** START **

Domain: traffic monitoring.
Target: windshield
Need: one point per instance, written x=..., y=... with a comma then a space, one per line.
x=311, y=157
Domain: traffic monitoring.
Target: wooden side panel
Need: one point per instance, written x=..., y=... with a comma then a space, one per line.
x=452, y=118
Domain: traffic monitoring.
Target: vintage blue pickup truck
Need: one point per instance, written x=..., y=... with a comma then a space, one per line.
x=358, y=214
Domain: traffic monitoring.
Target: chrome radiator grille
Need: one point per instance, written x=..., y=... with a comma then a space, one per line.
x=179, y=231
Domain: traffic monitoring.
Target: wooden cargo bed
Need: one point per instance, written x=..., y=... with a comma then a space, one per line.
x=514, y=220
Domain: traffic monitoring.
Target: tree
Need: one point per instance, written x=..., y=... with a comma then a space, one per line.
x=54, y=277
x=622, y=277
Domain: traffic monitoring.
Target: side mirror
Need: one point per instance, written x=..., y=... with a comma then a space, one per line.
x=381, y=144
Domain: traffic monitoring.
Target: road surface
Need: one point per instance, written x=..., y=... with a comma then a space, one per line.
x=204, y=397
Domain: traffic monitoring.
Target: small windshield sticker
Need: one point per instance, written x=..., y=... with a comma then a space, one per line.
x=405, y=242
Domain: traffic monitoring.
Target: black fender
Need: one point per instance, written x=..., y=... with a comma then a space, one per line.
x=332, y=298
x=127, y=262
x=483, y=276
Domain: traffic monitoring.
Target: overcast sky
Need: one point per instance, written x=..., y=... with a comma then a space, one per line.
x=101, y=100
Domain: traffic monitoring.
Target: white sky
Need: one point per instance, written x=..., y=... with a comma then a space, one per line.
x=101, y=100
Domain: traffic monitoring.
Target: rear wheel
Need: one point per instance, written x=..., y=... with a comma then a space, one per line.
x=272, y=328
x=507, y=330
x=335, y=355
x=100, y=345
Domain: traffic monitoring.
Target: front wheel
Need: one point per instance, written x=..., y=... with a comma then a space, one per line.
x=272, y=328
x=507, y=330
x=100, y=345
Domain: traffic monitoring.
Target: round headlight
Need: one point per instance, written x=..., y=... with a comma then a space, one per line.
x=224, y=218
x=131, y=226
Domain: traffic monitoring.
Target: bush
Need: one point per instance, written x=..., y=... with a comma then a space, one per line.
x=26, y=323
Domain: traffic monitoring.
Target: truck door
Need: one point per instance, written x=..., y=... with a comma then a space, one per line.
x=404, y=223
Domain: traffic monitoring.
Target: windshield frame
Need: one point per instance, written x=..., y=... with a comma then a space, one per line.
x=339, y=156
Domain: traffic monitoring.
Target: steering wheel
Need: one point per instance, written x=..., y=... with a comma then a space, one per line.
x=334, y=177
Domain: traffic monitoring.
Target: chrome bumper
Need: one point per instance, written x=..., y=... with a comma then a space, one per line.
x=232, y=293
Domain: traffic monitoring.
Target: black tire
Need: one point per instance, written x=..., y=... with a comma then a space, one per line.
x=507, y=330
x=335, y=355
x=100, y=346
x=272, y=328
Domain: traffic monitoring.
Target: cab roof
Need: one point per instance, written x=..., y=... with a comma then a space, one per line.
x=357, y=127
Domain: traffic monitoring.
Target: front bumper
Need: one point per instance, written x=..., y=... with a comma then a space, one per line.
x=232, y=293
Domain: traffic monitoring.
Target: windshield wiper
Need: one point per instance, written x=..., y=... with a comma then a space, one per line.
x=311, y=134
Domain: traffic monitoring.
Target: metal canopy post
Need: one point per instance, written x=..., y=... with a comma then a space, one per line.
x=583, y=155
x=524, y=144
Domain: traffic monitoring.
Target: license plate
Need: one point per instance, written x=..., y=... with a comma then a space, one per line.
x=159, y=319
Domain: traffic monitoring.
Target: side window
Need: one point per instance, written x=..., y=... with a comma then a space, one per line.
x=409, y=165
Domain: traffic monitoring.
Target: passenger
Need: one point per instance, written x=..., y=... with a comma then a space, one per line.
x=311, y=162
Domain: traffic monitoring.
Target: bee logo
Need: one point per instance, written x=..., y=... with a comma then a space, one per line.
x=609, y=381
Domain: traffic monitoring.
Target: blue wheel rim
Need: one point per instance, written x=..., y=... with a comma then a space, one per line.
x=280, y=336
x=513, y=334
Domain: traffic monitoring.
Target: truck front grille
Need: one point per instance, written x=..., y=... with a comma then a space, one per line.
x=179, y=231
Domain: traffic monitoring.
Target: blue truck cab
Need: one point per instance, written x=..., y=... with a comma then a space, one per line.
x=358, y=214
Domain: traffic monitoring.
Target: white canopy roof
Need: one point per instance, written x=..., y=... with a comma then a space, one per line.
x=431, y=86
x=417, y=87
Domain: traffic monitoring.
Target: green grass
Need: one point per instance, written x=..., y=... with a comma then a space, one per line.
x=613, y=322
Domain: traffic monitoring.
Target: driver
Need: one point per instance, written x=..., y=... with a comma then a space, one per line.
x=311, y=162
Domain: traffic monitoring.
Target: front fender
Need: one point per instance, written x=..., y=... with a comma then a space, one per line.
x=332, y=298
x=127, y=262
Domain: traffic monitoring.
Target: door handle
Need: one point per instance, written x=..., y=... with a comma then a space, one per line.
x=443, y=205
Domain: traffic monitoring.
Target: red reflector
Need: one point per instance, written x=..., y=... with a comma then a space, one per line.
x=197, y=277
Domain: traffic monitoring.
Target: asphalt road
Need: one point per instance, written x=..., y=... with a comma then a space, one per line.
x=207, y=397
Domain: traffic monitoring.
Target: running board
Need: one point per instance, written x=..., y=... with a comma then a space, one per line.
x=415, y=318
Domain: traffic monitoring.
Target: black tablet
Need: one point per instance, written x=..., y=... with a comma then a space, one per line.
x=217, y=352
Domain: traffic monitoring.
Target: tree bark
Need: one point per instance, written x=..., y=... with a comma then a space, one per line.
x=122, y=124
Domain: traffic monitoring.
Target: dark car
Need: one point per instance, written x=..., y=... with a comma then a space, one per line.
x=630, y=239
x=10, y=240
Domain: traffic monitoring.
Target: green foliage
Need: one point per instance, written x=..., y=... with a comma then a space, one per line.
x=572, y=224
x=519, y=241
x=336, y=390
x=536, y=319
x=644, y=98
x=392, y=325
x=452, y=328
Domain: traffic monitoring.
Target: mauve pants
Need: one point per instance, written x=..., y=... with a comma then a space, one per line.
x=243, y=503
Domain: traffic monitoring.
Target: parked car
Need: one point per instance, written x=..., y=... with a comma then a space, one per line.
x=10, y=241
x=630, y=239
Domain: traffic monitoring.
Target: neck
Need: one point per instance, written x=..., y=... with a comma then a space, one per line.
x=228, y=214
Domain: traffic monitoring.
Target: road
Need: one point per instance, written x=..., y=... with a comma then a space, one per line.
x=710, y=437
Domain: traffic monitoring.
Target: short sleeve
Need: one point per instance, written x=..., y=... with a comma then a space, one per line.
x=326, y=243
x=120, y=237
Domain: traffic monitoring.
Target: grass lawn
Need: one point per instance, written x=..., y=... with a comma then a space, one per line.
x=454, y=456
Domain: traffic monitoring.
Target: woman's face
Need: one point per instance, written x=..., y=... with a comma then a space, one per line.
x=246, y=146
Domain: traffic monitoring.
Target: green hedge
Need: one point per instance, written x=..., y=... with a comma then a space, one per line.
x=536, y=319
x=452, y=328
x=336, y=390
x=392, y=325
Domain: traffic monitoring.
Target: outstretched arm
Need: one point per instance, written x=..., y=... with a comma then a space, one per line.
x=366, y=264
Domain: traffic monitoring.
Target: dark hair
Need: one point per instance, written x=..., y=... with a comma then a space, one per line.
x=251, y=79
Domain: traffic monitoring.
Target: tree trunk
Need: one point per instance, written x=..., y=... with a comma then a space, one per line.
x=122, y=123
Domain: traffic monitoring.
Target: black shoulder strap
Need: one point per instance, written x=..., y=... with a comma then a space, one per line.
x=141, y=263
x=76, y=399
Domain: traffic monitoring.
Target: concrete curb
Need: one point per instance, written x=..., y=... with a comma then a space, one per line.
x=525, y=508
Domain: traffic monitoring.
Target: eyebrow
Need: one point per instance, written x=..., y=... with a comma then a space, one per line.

** END **

Problem to work on: Rewrite the lines from the start of the records through the line containing "x=405, y=242", replacing "wooden" with "timber" and leaving everything else as it is.

Exercise solution:
Domain: traffic monitoring.
Target: windshield
Need: one point per instance, written x=..., y=... with a comma then a space, one per line.
x=311, y=157
Domain: traffic monitoring.
Target: timber side panel
Need: one point per instance, written x=..., y=... with a comma then a space, one per line.
x=452, y=118
Domain: traffic monitoring.
Target: vintage blue pickup truck
Need: one point per instance, written x=..., y=... with a comma then a space, one per line.
x=358, y=214
Domain: traffic monitoring.
Target: chrome radiator grille
Need: one point per instance, written x=..., y=... with a comma then a space, one per line.
x=179, y=231
Domain: traffic monitoring.
Target: timber cargo bed
Need: one point per instance, written x=..., y=... with a comma then a space, one per line.
x=514, y=220
Domain: traffic monitoring.
Target: tree
Need: one point per instance, written x=..., y=... with a comma then a space, one per line.
x=54, y=277
x=622, y=277
Domain: traffic monitoring.
Target: side mirror
Need: one point per instance, written x=..., y=... with a comma then a space, one per line.
x=381, y=144
Domain: traffic monitoring.
Target: road surface
Need: one point per instance, written x=..., y=... with a comma then a space, one per line.
x=204, y=397
Domain: traffic monitoring.
Target: small windshield sticker
Need: one point per instance, written x=..., y=... with a comma then a space, one per line.
x=405, y=242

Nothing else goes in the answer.